◆ OBJECTIVE:
Locate every line in the records below that holds the word "frame", and copy each of those lines in full.
-- Start of MATERIAL SHOWN --
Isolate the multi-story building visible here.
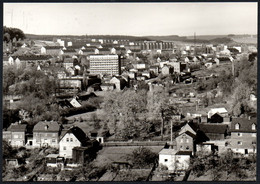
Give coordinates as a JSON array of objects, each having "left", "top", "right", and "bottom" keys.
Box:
[
  {"left": 33, "top": 121, "right": 61, "bottom": 148},
  {"left": 89, "top": 55, "right": 121, "bottom": 75},
  {"left": 230, "top": 117, "right": 257, "bottom": 154},
  {"left": 59, "top": 126, "right": 89, "bottom": 158}
]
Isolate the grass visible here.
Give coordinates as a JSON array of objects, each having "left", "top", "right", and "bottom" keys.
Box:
[{"left": 94, "top": 146, "right": 163, "bottom": 166}]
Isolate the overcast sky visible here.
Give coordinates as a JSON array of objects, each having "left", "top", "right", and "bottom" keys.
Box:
[{"left": 4, "top": 3, "right": 257, "bottom": 36}]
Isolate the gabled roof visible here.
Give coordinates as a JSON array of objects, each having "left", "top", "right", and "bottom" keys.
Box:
[
  {"left": 60, "top": 126, "right": 89, "bottom": 146},
  {"left": 33, "top": 121, "right": 60, "bottom": 132},
  {"left": 176, "top": 151, "right": 192, "bottom": 156},
  {"left": 230, "top": 117, "right": 257, "bottom": 133},
  {"left": 12, "top": 55, "right": 52, "bottom": 60},
  {"left": 177, "top": 131, "right": 196, "bottom": 139},
  {"left": 7, "top": 124, "right": 27, "bottom": 132},
  {"left": 63, "top": 49, "right": 76, "bottom": 53},
  {"left": 199, "top": 124, "right": 228, "bottom": 134},
  {"left": 43, "top": 46, "right": 63, "bottom": 50},
  {"left": 159, "top": 149, "right": 177, "bottom": 155}
]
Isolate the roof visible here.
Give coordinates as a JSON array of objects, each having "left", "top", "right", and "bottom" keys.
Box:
[
  {"left": 159, "top": 149, "right": 177, "bottom": 155},
  {"left": 46, "top": 154, "right": 59, "bottom": 158},
  {"left": 7, "top": 124, "right": 27, "bottom": 132},
  {"left": 199, "top": 124, "right": 228, "bottom": 134},
  {"left": 209, "top": 107, "right": 228, "bottom": 114},
  {"left": 33, "top": 121, "right": 60, "bottom": 132},
  {"left": 176, "top": 151, "right": 192, "bottom": 155},
  {"left": 177, "top": 131, "right": 196, "bottom": 138},
  {"left": 63, "top": 49, "right": 76, "bottom": 53},
  {"left": 60, "top": 126, "right": 89, "bottom": 146},
  {"left": 43, "top": 46, "right": 63, "bottom": 50},
  {"left": 100, "top": 83, "right": 115, "bottom": 86},
  {"left": 12, "top": 55, "right": 52, "bottom": 60},
  {"left": 230, "top": 117, "right": 257, "bottom": 133}
]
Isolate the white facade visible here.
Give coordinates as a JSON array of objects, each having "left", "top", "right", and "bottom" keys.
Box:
[
  {"left": 59, "top": 133, "right": 81, "bottom": 158},
  {"left": 70, "top": 98, "right": 81, "bottom": 108},
  {"left": 159, "top": 149, "right": 190, "bottom": 171},
  {"left": 41, "top": 47, "right": 46, "bottom": 54}
]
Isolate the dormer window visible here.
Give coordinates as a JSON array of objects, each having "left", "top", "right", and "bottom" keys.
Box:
[
  {"left": 252, "top": 124, "right": 256, "bottom": 130},
  {"left": 44, "top": 125, "right": 49, "bottom": 130}
]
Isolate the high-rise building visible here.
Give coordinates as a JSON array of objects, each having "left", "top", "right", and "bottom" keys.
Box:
[{"left": 89, "top": 55, "right": 121, "bottom": 75}]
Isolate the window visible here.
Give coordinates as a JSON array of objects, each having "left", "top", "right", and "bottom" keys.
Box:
[
  {"left": 235, "top": 123, "right": 240, "bottom": 130},
  {"left": 252, "top": 124, "right": 256, "bottom": 130}
]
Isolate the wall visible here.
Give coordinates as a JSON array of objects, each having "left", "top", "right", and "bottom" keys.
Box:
[{"left": 59, "top": 133, "right": 81, "bottom": 158}]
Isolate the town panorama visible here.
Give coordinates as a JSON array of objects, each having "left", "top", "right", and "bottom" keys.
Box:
[{"left": 2, "top": 2, "right": 257, "bottom": 181}]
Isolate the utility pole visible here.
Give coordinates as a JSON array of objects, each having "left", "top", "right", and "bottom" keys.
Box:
[{"left": 194, "top": 32, "right": 197, "bottom": 56}]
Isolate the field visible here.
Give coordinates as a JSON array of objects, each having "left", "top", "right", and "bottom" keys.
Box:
[{"left": 94, "top": 146, "right": 163, "bottom": 166}]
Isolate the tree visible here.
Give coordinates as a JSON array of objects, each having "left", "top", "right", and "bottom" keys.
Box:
[
  {"left": 127, "top": 146, "right": 158, "bottom": 169},
  {"left": 103, "top": 90, "right": 147, "bottom": 139}
]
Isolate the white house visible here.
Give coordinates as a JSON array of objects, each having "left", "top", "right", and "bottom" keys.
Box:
[
  {"left": 70, "top": 98, "right": 81, "bottom": 108},
  {"left": 41, "top": 47, "right": 46, "bottom": 54},
  {"left": 159, "top": 149, "right": 191, "bottom": 171},
  {"left": 208, "top": 107, "right": 228, "bottom": 118},
  {"left": 59, "top": 126, "right": 89, "bottom": 158}
]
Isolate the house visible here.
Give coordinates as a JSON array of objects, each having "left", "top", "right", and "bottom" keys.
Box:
[
  {"left": 159, "top": 149, "right": 191, "bottom": 171},
  {"left": 100, "top": 83, "right": 115, "bottom": 91},
  {"left": 199, "top": 124, "right": 228, "bottom": 140},
  {"left": 45, "top": 154, "right": 64, "bottom": 167},
  {"left": 230, "top": 117, "right": 257, "bottom": 154},
  {"left": 110, "top": 76, "right": 127, "bottom": 90},
  {"left": 59, "top": 126, "right": 89, "bottom": 158},
  {"left": 209, "top": 113, "right": 224, "bottom": 123},
  {"left": 179, "top": 122, "right": 198, "bottom": 135},
  {"left": 176, "top": 131, "right": 196, "bottom": 154},
  {"left": 208, "top": 107, "right": 228, "bottom": 118},
  {"left": 70, "top": 98, "right": 81, "bottom": 108},
  {"left": 33, "top": 121, "right": 61, "bottom": 148},
  {"left": 161, "top": 65, "right": 173, "bottom": 75},
  {"left": 150, "top": 66, "right": 159, "bottom": 75},
  {"left": 7, "top": 123, "right": 27, "bottom": 147}
]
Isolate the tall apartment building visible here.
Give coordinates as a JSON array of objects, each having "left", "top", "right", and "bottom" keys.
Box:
[{"left": 89, "top": 55, "right": 121, "bottom": 75}]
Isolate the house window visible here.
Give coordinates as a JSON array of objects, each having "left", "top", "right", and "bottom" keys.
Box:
[
  {"left": 252, "top": 124, "right": 256, "bottom": 130},
  {"left": 235, "top": 123, "right": 240, "bottom": 130}
]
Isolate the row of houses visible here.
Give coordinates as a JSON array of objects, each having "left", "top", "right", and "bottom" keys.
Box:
[
  {"left": 3, "top": 121, "right": 103, "bottom": 166},
  {"left": 159, "top": 117, "right": 257, "bottom": 171}
]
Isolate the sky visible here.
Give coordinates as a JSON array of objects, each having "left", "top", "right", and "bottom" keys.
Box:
[{"left": 3, "top": 2, "right": 257, "bottom": 36}]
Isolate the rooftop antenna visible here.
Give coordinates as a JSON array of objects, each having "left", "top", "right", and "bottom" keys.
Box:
[{"left": 194, "top": 32, "right": 196, "bottom": 56}]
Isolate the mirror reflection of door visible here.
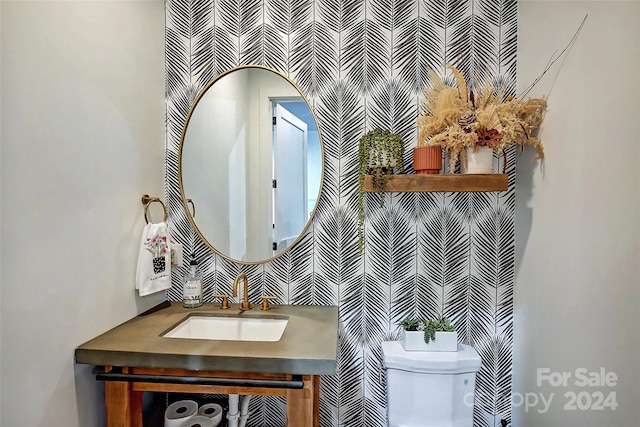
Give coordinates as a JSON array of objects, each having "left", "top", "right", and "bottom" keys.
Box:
[{"left": 272, "top": 101, "right": 309, "bottom": 254}]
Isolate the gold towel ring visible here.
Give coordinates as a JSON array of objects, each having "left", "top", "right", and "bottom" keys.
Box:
[{"left": 142, "top": 194, "right": 167, "bottom": 224}]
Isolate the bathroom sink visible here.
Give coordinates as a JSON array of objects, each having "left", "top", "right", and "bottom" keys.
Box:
[{"left": 163, "top": 315, "right": 289, "bottom": 342}]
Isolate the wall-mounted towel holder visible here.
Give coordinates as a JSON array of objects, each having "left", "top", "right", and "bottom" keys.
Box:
[
  {"left": 141, "top": 194, "right": 167, "bottom": 224},
  {"left": 140, "top": 194, "right": 196, "bottom": 224}
]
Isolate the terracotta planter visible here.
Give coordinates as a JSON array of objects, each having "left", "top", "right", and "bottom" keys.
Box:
[
  {"left": 413, "top": 147, "right": 442, "bottom": 175},
  {"left": 463, "top": 147, "right": 493, "bottom": 174},
  {"left": 400, "top": 329, "right": 458, "bottom": 351}
]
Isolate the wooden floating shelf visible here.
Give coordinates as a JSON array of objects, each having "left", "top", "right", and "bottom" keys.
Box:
[{"left": 363, "top": 173, "right": 508, "bottom": 193}]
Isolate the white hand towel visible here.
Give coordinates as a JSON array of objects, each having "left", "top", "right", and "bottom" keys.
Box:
[{"left": 136, "top": 222, "right": 171, "bottom": 297}]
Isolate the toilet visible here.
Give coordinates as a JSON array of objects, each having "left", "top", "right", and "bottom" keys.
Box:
[{"left": 382, "top": 341, "right": 482, "bottom": 427}]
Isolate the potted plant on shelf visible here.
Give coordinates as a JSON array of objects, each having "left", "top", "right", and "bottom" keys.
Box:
[
  {"left": 400, "top": 317, "right": 458, "bottom": 351},
  {"left": 358, "top": 128, "right": 404, "bottom": 252},
  {"left": 417, "top": 64, "right": 547, "bottom": 173}
]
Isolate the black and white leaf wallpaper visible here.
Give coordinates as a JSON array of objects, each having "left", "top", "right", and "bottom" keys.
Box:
[{"left": 165, "top": 0, "right": 517, "bottom": 427}]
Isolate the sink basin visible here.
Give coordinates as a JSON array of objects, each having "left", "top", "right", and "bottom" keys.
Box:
[{"left": 163, "top": 315, "right": 289, "bottom": 342}]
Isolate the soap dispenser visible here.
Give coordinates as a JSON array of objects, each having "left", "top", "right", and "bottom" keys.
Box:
[{"left": 182, "top": 253, "right": 202, "bottom": 308}]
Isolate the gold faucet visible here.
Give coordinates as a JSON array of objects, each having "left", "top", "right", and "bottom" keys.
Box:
[{"left": 233, "top": 273, "right": 251, "bottom": 310}]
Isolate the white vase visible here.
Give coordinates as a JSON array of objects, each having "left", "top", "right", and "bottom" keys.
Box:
[
  {"left": 463, "top": 147, "right": 493, "bottom": 174},
  {"left": 400, "top": 329, "right": 458, "bottom": 351}
]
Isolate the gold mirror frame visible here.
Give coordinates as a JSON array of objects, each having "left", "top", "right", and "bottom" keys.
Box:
[{"left": 178, "top": 65, "right": 325, "bottom": 265}]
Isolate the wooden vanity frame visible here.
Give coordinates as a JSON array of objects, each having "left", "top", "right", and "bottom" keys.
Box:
[{"left": 105, "top": 366, "right": 320, "bottom": 427}]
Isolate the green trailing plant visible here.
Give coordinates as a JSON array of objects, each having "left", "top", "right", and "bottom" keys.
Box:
[
  {"left": 358, "top": 128, "right": 404, "bottom": 252},
  {"left": 400, "top": 316, "right": 456, "bottom": 344}
]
-- End of MATERIAL SHOWN --
◆ TASK SOLUTION:
Isolate the gold mirror frame visible here.
Isolate the wooden vanity frame visible here.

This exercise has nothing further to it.